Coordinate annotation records
☆ ☆ ☆ ☆ ☆

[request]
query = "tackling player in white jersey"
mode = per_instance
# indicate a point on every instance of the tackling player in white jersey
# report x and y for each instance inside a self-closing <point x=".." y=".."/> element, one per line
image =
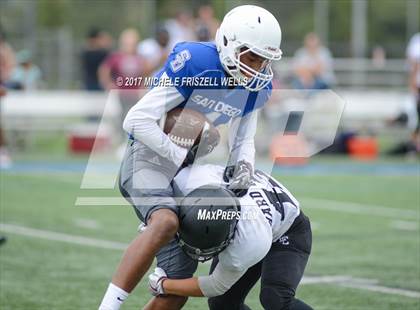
<point x="273" y="244"/>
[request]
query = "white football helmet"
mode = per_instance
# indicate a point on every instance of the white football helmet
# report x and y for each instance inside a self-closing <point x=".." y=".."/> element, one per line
<point x="249" y="28"/>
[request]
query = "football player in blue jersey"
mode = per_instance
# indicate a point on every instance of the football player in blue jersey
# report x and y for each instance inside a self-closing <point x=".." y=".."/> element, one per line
<point x="246" y="44"/>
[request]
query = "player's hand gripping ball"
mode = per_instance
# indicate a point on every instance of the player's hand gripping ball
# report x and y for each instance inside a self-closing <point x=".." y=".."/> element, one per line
<point x="191" y="130"/>
<point x="239" y="177"/>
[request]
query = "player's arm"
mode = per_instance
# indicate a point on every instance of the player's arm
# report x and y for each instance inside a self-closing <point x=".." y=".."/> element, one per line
<point x="241" y="138"/>
<point x="239" y="169"/>
<point x="142" y="122"/>
<point x="220" y="281"/>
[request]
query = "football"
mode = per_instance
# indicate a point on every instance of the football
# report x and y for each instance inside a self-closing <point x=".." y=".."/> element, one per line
<point x="185" y="128"/>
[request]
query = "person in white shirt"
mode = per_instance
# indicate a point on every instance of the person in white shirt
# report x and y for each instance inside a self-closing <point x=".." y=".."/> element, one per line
<point x="313" y="65"/>
<point x="271" y="240"/>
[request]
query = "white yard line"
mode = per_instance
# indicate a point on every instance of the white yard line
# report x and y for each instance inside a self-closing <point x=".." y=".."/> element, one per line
<point x="359" y="283"/>
<point x="405" y="225"/>
<point x="382" y="289"/>
<point x="358" y="208"/>
<point x="55" y="236"/>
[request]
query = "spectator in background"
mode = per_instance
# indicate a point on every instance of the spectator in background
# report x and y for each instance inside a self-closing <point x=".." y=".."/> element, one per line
<point x="7" y="63"/>
<point x="96" y="50"/>
<point x="207" y="24"/>
<point x="26" y="75"/>
<point x="413" y="56"/>
<point x="378" y="57"/>
<point x="313" y="65"/>
<point x="155" y="50"/>
<point x="411" y="146"/>
<point x="181" y="28"/>
<point x="121" y="70"/>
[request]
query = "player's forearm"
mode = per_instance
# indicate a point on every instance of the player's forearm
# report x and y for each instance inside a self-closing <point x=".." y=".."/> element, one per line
<point x="182" y="287"/>
<point x="148" y="132"/>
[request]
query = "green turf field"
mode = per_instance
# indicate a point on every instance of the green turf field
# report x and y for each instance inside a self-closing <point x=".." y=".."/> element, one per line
<point x="366" y="247"/>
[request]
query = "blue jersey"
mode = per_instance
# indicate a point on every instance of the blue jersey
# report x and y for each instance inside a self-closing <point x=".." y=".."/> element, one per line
<point x="219" y="102"/>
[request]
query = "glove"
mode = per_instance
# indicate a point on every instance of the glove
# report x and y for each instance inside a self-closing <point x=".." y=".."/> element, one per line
<point x="239" y="177"/>
<point x="156" y="280"/>
<point x="191" y="155"/>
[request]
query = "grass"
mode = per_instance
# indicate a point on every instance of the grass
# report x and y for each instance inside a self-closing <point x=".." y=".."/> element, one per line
<point x="43" y="274"/>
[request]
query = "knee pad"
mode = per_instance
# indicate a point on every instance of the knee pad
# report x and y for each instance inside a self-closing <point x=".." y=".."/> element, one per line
<point x="275" y="298"/>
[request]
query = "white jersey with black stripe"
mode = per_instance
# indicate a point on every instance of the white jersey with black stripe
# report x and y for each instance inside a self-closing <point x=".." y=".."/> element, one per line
<point x="270" y="210"/>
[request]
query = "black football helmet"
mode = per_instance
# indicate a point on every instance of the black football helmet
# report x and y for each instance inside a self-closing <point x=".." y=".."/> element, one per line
<point x="207" y="222"/>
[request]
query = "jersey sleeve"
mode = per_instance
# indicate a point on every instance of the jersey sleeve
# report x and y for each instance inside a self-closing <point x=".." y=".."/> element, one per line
<point x="141" y="122"/>
<point x="252" y="241"/>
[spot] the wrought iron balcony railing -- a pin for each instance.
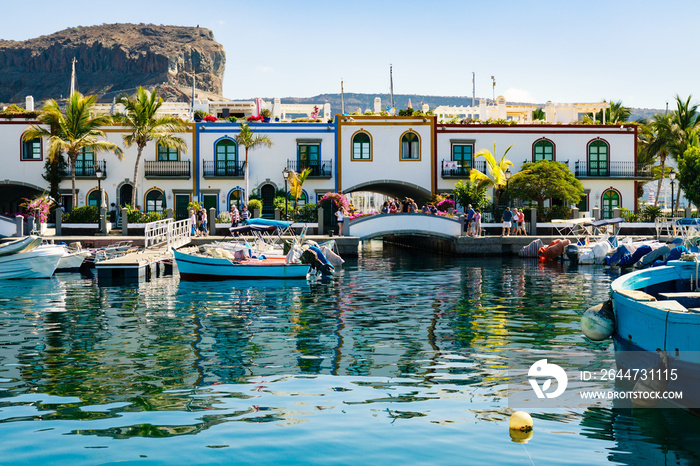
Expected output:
(167, 169)
(224, 168)
(86, 168)
(587, 169)
(322, 169)
(460, 168)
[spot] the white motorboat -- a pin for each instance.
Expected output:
(38, 263)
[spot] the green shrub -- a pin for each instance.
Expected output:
(254, 204)
(83, 214)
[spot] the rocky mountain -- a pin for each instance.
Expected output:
(111, 59)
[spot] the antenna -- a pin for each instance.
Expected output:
(391, 83)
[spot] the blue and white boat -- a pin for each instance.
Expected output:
(654, 320)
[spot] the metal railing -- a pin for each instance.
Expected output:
(322, 169)
(586, 169)
(173, 234)
(86, 168)
(167, 168)
(224, 168)
(462, 169)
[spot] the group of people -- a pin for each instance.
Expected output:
(473, 223)
(239, 217)
(407, 206)
(513, 222)
(198, 222)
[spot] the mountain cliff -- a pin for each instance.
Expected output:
(111, 59)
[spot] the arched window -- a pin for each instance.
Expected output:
(410, 146)
(303, 199)
(543, 150)
(235, 197)
(31, 150)
(94, 198)
(155, 201)
(361, 146)
(85, 163)
(598, 158)
(611, 199)
(167, 153)
(226, 158)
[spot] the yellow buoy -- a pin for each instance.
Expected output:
(520, 420)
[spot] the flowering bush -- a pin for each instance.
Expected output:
(39, 207)
(338, 200)
(445, 204)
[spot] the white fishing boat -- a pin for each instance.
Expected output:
(194, 265)
(38, 263)
(654, 320)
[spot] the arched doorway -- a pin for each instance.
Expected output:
(125, 194)
(267, 193)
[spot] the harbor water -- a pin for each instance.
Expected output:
(401, 358)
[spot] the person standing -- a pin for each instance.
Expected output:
(506, 218)
(245, 215)
(193, 223)
(340, 215)
(470, 219)
(235, 216)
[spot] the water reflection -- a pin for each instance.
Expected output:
(396, 337)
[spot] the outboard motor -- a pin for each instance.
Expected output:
(572, 253)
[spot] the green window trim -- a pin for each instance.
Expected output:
(543, 150)
(598, 158)
(410, 146)
(361, 146)
(167, 153)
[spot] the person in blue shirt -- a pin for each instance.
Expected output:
(507, 217)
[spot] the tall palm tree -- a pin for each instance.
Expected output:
(496, 172)
(144, 126)
(248, 139)
(72, 131)
(296, 183)
(656, 141)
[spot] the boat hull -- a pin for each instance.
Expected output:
(194, 267)
(39, 263)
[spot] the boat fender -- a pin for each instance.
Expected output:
(651, 385)
(598, 322)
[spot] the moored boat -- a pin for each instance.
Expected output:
(38, 263)
(196, 266)
(655, 323)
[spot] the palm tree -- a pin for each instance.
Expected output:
(144, 126)
(496, 176)
(248, 139)
(296, 183)
(656, 140)
(72, 131)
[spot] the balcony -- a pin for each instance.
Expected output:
(462, 169)
(585, 169)
(86, 169)
(167, 169)
(224, 169)
(322, 169)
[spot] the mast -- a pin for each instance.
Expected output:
(72, 79)
(391, 84)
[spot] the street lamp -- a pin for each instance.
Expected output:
(285, 173)
(672, 177)
(103, 226)
(508, 175)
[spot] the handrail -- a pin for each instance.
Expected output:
(174, 234)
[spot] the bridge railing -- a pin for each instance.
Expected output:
(173, 234)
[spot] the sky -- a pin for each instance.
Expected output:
(642, 52)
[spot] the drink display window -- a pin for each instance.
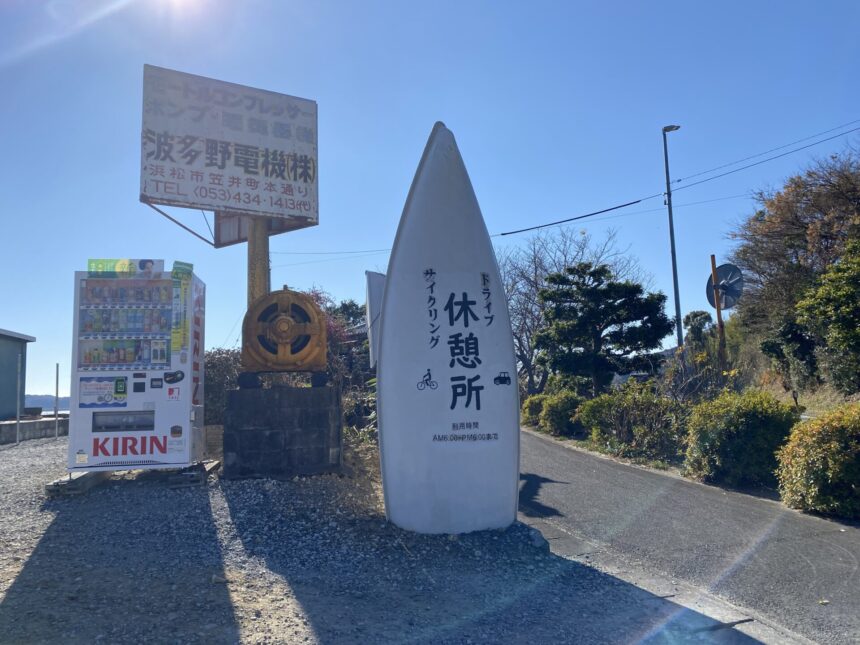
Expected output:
(124, 324)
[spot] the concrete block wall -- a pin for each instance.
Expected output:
(282, 432)
(32, 429)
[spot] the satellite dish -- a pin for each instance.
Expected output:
(730, 283)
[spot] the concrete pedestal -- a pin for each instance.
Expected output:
(282, 432)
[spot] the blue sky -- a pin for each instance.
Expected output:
(557, 108)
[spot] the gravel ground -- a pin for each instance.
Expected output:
(308, 560)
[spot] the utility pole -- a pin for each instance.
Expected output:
(678, 328)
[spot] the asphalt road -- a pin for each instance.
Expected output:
(797, 571)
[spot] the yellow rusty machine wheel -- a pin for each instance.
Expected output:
(284, 331)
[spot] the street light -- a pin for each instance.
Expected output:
(678, 329)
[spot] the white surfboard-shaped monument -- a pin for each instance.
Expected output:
(447, 402)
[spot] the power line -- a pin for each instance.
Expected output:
(352, 257)
(326, 252)
(758, 163)
(371, 252)
(695, 183)
(578, 217)
(733, 163)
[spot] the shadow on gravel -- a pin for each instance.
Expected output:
(128, 561)
(529, 505)
(359, 579)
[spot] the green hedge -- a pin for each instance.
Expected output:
(532, 407)
(634, 421)
(733, 438)
(557, 415)
(819, 467)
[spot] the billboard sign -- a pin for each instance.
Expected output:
(228, 148)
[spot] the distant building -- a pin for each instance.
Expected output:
(12, 345)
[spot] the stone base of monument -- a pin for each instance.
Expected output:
(282, 432)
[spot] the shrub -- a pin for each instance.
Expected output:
(532, 407)
(222, 367)
(556, 418)
(819, 467)
(634, 421)
(733, 438)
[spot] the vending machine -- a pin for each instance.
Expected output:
(137, 367)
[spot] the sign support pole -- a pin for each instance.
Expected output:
(258, 259)
(57, 403)
(18, 396)
(721, 351)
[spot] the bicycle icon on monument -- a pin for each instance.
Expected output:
(427, 381)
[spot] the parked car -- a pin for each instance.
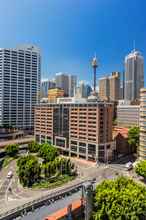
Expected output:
(129, 165)
(10, 174)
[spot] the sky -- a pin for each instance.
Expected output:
(70, 32)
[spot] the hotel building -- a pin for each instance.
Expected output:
(82, 129)
(142, 145)
(20, 70)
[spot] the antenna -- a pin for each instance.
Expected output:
(133, 45)
(95, 54)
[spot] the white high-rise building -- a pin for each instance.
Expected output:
(134, 75)
(72, 85)
(83, 90)
(20, 70)
(45, 85)
(66, 82)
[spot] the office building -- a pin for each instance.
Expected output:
(104, 88)
(72, 85)
(127, 115)
(55, 93)
(114, 86)
(142, 145)
(83, 90)
(109, 87)
(81, 129)
(45, 86)
(20, 71)
(67, 83)
(134, 75)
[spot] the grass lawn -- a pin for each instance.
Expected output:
(7, 160)
(53, 183)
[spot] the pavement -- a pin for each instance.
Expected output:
(12, 194)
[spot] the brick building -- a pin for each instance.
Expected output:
(80, 129)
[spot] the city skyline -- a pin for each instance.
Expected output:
(70, 32)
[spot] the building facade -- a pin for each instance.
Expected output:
(20, 71)
(72, 85)
(114, 85)
(134, 75)
(45, 86)
(83, 90)
(142, 145)
(55, 93)
(104, 88)
(109, 87)
(67, 83)
(80, 129)
(128, 115)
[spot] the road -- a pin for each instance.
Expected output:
(44, 211)
(19, 195)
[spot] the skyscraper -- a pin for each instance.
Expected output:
(72, 85)
(83, 90)
(109, 87)
(20, 70)
(142, 125)
(67, 83)
(45, 85)
(134, 75)
(114, 85)
(104, 88)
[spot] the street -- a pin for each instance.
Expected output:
(17, 195)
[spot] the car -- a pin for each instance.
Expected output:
(129, 166)
(9, 175)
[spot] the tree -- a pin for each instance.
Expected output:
(133, 137)
(59, 166)
(120, 199)
(28, 170)
(140, 168)
(48, 152)
(12, 150)
(33, 147)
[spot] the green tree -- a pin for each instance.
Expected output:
(133, 137)
(59, 166)
(48, 152)
(33, 147)
(28, 170)
(140, 168)
(119, 199)
(12, 150)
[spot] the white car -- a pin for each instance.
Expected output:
(129, 166)
(10, 174)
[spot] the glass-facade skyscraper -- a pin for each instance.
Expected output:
(20, 71)
(134, 75)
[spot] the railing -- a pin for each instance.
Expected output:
(23, 209)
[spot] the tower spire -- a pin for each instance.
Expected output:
(94, 65)
(133, 45)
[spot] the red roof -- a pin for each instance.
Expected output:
(63, 212)
(121, 130)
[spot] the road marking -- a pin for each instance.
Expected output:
(6, 193)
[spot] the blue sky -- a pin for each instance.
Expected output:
(69, 32)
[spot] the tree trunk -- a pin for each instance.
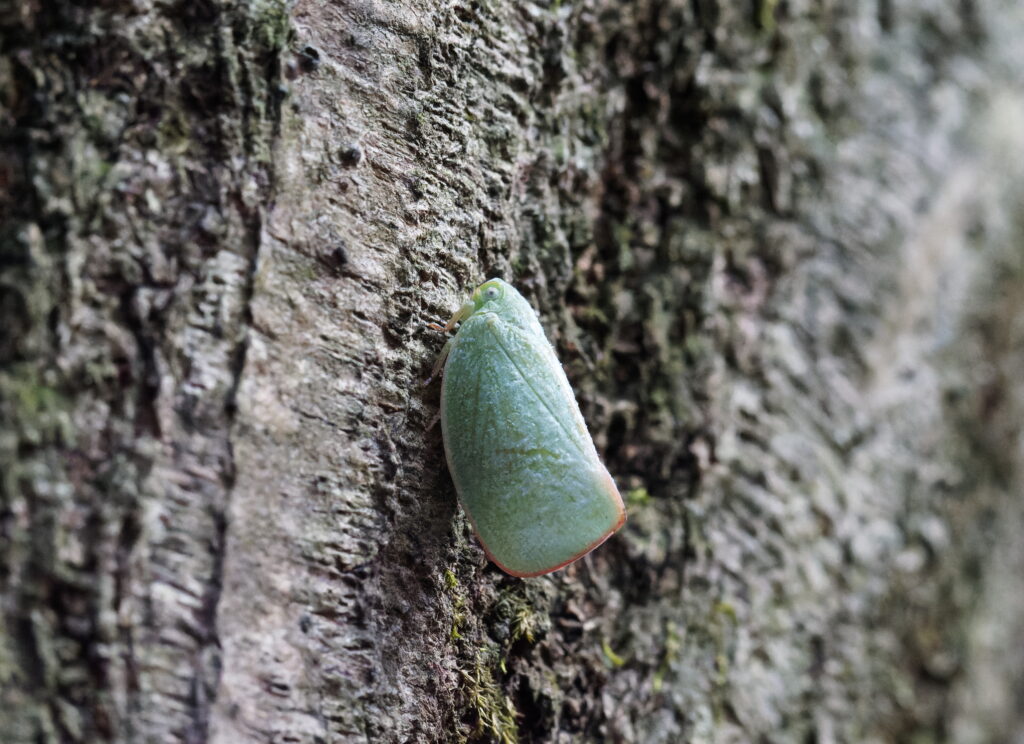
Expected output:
(777, 246)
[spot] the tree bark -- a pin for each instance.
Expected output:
(777, 247)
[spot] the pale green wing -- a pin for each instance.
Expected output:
(520, 455)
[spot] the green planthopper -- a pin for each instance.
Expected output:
(523, 464)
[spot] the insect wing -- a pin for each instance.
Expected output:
(524, 466)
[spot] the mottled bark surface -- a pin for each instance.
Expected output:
(778, 248)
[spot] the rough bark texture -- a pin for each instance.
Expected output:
(778, 247)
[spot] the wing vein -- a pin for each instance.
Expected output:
(534, 390)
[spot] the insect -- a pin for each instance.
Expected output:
(524, 467)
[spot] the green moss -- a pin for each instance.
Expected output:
(637, 497)
(614, 659)
(454, 589)
(496, 714)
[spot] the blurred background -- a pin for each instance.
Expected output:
(778, 246)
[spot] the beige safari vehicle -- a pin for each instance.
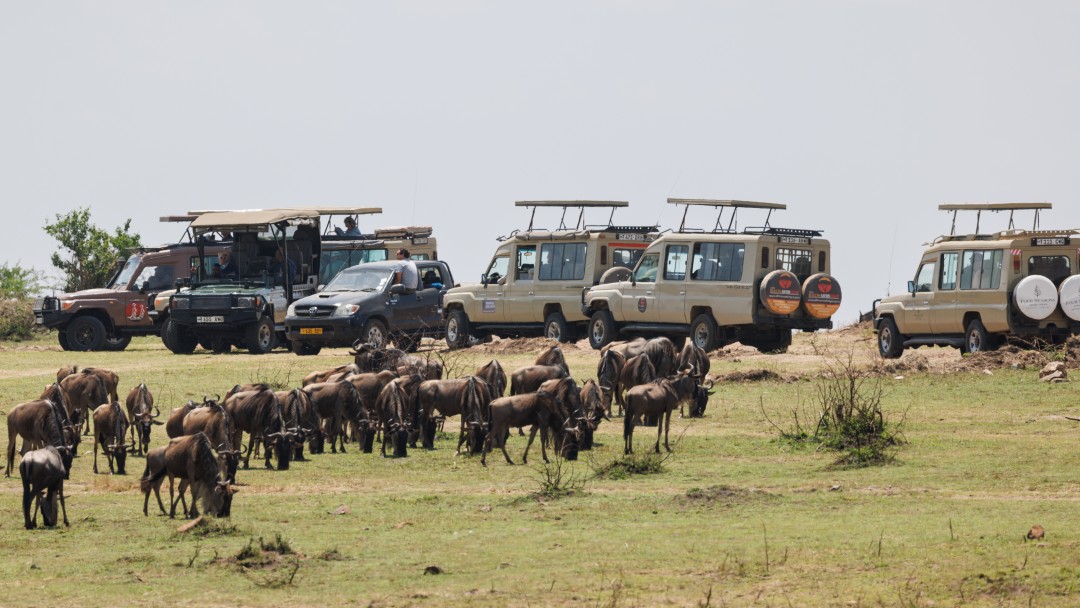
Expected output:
(532, 285)
(720, 285)
(974, 291)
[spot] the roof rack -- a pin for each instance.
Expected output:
(568, 204)
(980, 207)
(736, 205)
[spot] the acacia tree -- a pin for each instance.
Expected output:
(91, 252)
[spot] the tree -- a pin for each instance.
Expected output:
(92, 252)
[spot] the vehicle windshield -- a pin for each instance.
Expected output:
(361, 280)
(125, 274)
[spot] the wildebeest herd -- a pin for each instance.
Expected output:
(383, 393)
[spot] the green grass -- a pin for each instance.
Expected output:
(737, 516)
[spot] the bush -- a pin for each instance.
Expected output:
(16, 319)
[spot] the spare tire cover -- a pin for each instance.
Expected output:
(1036, 297)
(1068, 296)
(821, 296)
(781, 292)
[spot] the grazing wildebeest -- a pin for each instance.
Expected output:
(42, 422)
(552, 355)
(300, 414)
(192, 460)
(536, 409)
(607, 376)
(83, 392)
(214, 421)
(338, 403)
(659, 399)
(143, 415)
(110, 431)
(258, 413)
(43, 471)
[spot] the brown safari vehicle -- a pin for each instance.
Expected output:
(534, 282)
(974, 291)
(720, 285)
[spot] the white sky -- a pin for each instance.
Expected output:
(862, 117)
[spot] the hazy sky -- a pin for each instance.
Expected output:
(862, 117)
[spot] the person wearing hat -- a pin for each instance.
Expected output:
(350, 228)
(406, 273)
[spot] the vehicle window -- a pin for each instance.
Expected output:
(925, 279)
(948, 271)
(1055, 268)
(717, 261)
(498, 269)
(562, 261)
(625, 257)
(796, 261)
(675, 262)
(646, 271)
(526, 262)
(981, 270)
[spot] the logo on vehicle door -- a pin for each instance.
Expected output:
(135, 311)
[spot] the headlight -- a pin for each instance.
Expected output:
(346, 310)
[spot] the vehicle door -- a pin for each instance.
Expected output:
(639, 296)
(916, 319)
(943, 307)
(671, 285)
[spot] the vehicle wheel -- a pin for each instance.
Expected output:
(975, 338)
(601, 328)
(304, 349)
(555, 328)
(117, 342)
(375, 334)
(177, 338)
(704, 333)
(86, 334)
(220, 345)
(259, 336)
(890, 342)
(457, 329)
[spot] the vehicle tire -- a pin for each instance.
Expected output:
(601, 329)
(259, 336)
(86, 334)
(704, 333)
(117, 342)
(177, 338)
(890, 342)
(556, 328)
(457, 329)
(375, 334)
(975, 338)
(304, 349)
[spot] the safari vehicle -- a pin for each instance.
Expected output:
(246, 308)
(720, 285)
(532, 284)
(107, 318)
(361, 302)
(974, 291)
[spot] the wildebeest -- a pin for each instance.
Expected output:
(83, 392)
(192, 460)
(42, 422)
(338, 403)
(258, 413)
(110, 431)
(659, 399)
(143, 415)
(43, 471)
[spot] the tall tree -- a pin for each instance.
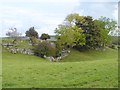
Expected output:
(68, 34)
(32, 33)
(13, 32)
(44, 36)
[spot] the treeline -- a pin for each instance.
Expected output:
(84, 32)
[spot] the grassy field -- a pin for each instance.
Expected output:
(92, 69)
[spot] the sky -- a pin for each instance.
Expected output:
(46, 15)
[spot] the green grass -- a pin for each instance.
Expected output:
(80, 70)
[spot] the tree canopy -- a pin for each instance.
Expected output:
(84, 31)
(13, 32)
(44, 36)
(32, 33)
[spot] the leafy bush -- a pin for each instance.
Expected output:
(44, 48)
(112, 46)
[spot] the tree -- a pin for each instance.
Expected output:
(105, 25)
(32, 33)
(68, 34)
(44, 36)
(13, 33)
(83, 32)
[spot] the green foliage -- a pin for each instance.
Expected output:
(31, 33)
(13, 33)
(115, 40)
(44, 48)
(34, 40)
(68, 34)
(44, 36)
(85, 32)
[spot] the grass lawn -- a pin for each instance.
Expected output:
(91, 69)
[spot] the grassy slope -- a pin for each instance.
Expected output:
(88, 70)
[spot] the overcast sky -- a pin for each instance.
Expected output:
(45, 15)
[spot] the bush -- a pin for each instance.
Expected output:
(112, 46)
(44, 48)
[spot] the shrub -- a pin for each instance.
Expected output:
(112, 46)
(44, 48)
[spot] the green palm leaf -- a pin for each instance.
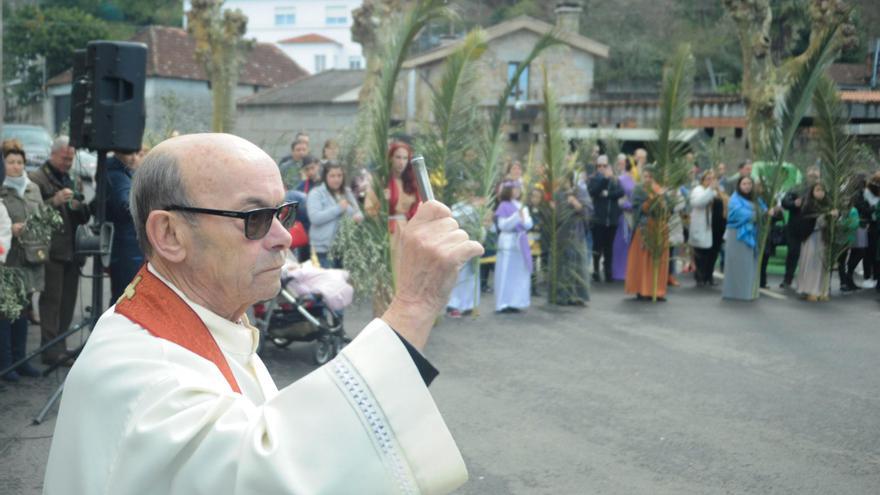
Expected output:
(804, 73)
(559, 217)
(366, 246)
(839, 157)
(675, 98)
(493, 144)
(455, 126)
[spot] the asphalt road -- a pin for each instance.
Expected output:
(692, 396)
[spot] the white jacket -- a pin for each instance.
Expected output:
(142, 415)
(701, 217)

☆ ☆ ☆ ☆ ☆

TASK DETAILS:
From the line containing "[spot] the grassy slope" down to the last line of the entries above, copy each line exactly and nothing more. Leave pictures out.

EXERCISE ANSWER:
[spot] the grassy slope -- a pin for each instance.
Expected output:
(88, 70)
[spot] the overcast sky -- a pin for each instance.
Expected output:
(45, 15)
[spot] the bush -- a pin for each instance.
Expected output:
(112, 46)
(44, 48)
[spot] the shrub -- a pin for each instance.
Expected output:
(112, 46)
(44, 48)
[spot] the green palm leaf -- a pin for each instance.
Expected output:
(804, 73)
(559, 217)
(366, 246)
(839, 157)
(675, 98)
(493, 144)
(455, 126)
[spot] the asphalt road -- a pin for each instance.
Expected output:
(692, 396)
[spot] the white jacket -- a pin for each instance.
Expected output:
(142, 415)
(701, 217)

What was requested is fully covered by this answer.